::: Text segment :::

MSFT Security and UAC: Huge Client US State Dept Hacked

C

Chad Harris

What you won't find at MFST Press Pass or in a Wagner Edstrom Press Release
for MSFT:

*(The New York Times is a Small Newspaper from a Small Rural Town Outside
Seattle called New York City)*

How UAC and MSFT Security Works on the Ground:
http://www.nytimes.com/2006/07/12/w...357efafd741931&ex=1154577600&pagewanted=print

From the Company who brought you 30 Security Blogs on MSDN and Technet and
who brings you UAC.

UAC Team Blog--Read posts from the archives--they are screenshot in detail;
Scroll Down; Click on the Archives and previous recent dates.
http://blogs.msdn.com/uac/

I have seen no blogging on MSFT's huge client the US Government's State
Department being hacked on any of many security blogs I ck out on MSDN and
Technet's sites.



July 12, 2006
Computer Hackers Attack State Dept.
By THE ASSOCIATED PRESS
WASHINGTON, July 11 — The State Department is recovering from large-scale
computer break-ins worldwide over the past several weeks that appeared to be
directed at its headquarters and at offices dealing with Asia.

Investigators believe hackers stole sensitive information and passwords, and
implanted “back doors” in unclassified computers to allow them to return,
said officials familiar with the hacking. They spoke on condition of
anonymity because of the delicacy of the intrusions and the resulting
investigation.

The break-ins and the department’s response severely limited Internet access
at many locations, including some headquarters offices in Washington, the
officials said. Nearly all Internet connections have been restored since the
break-ins were recognized in mid-June.

Asked what information was stolen, a department spokesman, Kurtis Cooper,
said, “Because the investigation is continuing, I don’t think we even know.”

Employees said the hackers appeared to hit computers especially hard at the
Bureau of East Asian and Pacific Affairs.
 
K

Kerry Brown

It's interesting but hardly on topic for a Vista newsgroup. It is more
suited to microsoft.public.security.

::: Provided data :::

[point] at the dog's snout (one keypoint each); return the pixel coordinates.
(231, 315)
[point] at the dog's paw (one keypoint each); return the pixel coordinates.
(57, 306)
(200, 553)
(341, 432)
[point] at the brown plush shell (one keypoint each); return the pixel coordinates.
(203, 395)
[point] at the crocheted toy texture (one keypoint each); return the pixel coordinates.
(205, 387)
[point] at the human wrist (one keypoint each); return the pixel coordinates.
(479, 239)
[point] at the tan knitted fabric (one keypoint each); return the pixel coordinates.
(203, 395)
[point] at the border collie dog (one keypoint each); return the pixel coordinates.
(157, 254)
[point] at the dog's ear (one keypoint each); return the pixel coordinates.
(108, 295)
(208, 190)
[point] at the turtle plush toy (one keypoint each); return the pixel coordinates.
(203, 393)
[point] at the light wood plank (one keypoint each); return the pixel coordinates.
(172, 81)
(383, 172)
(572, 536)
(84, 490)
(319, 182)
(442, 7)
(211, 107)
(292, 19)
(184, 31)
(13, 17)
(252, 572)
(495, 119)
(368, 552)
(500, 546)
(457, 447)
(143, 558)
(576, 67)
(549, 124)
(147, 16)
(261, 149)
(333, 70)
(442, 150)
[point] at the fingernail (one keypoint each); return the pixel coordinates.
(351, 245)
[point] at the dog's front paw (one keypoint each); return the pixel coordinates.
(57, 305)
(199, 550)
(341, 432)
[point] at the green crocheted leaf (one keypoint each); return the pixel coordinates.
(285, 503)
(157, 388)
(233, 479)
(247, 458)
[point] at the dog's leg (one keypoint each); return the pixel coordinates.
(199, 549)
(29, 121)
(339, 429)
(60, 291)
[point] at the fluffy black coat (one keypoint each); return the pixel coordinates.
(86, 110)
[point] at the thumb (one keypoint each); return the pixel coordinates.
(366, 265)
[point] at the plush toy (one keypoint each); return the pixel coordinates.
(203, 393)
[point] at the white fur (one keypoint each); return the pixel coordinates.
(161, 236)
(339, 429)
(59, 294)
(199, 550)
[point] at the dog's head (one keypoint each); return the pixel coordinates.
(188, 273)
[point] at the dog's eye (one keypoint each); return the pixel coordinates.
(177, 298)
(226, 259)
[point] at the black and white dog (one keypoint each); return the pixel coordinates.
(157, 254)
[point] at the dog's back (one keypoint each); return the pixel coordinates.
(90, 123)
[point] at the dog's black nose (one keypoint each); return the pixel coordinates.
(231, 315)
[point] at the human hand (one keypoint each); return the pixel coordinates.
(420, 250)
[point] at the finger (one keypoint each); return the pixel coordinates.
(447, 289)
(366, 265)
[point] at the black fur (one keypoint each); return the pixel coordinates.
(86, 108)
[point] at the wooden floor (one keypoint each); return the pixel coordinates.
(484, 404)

:::

**Goal 1**
From the newsgroup thread about the State Department hacking, output everything from "From the Company" down to "Technet's sites.", word for word.
**Goal 2**
Write the next part of the newsgroup thread about the State Department hacking, starting right after its last line.
You won't need the records for any of this.

**Written answer 1**
From the Company who brought you 30 Security Blogs on MSDN and Technet and
who brings you UAC.

UAC Team Blog--Read posts from the archives--they are screenshot in detail;
Scroll Down; Click on the Archives and previous recent dates.
http://blogs.msdn.com/uac/

I have seen no blogging on MSFT's huge client the US Government's State
Department being hacked on any of many security blogs I ck out on MSDN and
Technet's sites.

**Written answer 2**
 
D

Dongle

What's the connection between that article and UAC in Windows Vista Home
Edition? Surely the State Department isn't built around computers using
Windows Vista Home Edition. In fact, the article doesn't mention any
platform.
 
C

Chad Harris

Ordinarily I'd agree but I also have been reading about 20 MSFT Security
blogs per week on MSDN and Technet blog sites Kerry and they are nearly
totally focused on security in VaVaVista from Vistasoft and they are
blogging on you guess it, UAC.

And given that MSFT opened a 58 million dollar facility right after 911 in
the D.C. area to take advantage of the post 911 so-called need for security
(yet 5 years later there is no significant congressional oversight for
security, border control, or substantive measures that would make the US a
bit more secure and clients like the top agencies in the government have
MSFT personnel there nearly all the literal time, I hold MSFT in part
responsible for any huge security breach.

I see enough security presentations at TS2, MSDN, and Technet to know that
it's being showcased by the Softies.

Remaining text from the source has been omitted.